- **Goal of the exercise**
Find every line in the records below that contains "helmet", and copy it.

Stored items
BEGIN
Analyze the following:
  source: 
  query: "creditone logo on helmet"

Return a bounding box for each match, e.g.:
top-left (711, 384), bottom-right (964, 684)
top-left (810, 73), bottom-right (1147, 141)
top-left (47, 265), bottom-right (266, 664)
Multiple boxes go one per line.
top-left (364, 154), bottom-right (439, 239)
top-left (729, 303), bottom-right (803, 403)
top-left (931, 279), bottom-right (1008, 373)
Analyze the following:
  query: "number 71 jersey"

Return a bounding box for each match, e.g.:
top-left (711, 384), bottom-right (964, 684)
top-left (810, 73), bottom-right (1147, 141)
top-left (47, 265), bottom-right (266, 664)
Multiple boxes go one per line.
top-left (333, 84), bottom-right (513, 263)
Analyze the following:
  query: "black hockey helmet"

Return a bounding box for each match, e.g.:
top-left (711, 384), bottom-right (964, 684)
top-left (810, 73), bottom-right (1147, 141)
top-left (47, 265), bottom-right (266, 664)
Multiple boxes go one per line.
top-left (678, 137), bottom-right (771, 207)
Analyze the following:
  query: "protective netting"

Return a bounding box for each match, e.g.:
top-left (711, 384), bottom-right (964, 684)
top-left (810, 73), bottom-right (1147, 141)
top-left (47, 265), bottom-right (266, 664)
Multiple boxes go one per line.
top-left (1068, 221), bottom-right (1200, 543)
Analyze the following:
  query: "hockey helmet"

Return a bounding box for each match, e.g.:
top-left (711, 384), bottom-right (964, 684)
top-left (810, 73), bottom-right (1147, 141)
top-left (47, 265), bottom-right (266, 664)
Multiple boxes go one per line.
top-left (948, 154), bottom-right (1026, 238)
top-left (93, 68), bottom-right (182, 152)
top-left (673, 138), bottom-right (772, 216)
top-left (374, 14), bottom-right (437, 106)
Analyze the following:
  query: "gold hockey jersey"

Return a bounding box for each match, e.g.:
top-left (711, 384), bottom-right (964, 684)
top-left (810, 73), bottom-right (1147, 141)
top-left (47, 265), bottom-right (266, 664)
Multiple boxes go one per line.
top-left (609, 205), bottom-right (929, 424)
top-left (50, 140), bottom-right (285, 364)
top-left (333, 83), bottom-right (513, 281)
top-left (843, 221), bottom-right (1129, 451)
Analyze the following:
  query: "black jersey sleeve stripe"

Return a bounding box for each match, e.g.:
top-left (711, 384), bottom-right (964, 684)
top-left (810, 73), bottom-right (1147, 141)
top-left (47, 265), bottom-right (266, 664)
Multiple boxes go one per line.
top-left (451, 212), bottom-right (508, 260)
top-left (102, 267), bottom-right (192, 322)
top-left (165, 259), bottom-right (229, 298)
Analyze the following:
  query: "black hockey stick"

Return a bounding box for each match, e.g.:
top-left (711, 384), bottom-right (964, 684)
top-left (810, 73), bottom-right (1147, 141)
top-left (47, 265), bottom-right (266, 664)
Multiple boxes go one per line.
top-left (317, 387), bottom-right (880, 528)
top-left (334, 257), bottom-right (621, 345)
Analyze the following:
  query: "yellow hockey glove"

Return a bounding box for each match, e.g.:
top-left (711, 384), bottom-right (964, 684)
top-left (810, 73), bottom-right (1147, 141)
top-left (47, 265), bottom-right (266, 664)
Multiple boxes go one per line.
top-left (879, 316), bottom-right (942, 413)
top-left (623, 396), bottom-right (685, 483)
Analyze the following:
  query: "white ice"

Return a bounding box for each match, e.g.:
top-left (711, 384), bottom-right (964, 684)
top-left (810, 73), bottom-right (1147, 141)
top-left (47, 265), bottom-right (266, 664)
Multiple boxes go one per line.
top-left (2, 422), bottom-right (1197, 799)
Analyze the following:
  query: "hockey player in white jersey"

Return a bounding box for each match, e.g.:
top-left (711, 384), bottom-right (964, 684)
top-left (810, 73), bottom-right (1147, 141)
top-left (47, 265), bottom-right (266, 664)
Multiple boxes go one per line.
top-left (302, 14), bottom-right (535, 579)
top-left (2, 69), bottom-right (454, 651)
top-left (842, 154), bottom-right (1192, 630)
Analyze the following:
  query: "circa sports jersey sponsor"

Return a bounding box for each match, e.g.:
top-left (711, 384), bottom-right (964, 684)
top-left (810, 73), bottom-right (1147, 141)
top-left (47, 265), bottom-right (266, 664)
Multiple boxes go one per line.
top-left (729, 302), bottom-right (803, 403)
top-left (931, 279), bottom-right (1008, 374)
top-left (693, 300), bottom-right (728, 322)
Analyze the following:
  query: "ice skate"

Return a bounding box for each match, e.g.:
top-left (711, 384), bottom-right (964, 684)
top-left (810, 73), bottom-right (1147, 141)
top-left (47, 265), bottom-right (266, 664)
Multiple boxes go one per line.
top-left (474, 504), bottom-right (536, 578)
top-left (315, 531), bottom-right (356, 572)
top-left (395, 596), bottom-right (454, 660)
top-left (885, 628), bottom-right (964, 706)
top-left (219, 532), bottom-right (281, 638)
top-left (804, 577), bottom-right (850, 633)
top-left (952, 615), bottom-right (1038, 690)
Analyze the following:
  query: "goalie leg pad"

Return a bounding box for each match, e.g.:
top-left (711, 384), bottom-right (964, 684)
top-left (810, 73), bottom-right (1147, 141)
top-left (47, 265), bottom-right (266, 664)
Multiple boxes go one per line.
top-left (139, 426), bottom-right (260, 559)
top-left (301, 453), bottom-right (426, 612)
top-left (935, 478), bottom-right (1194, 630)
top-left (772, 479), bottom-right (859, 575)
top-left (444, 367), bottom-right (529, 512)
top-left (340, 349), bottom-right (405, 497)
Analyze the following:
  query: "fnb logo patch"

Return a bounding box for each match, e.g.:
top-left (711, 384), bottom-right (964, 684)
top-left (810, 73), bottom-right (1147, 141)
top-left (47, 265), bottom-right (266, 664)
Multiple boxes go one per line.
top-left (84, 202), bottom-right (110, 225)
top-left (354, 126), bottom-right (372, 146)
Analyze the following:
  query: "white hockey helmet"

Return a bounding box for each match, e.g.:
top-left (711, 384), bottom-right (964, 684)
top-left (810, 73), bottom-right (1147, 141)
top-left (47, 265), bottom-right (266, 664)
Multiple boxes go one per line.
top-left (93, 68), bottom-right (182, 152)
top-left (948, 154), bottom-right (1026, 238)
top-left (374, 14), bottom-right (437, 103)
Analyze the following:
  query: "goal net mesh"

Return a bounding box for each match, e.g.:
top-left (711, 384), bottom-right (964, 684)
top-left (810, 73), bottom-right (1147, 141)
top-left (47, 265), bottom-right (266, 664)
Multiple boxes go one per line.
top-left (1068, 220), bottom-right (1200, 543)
END
- **Solution to this task**
  query: "creditone logo on helmet"
  query: "black hockey helmet"
  query: "hockey helmet"
  query: "white hockey helmet"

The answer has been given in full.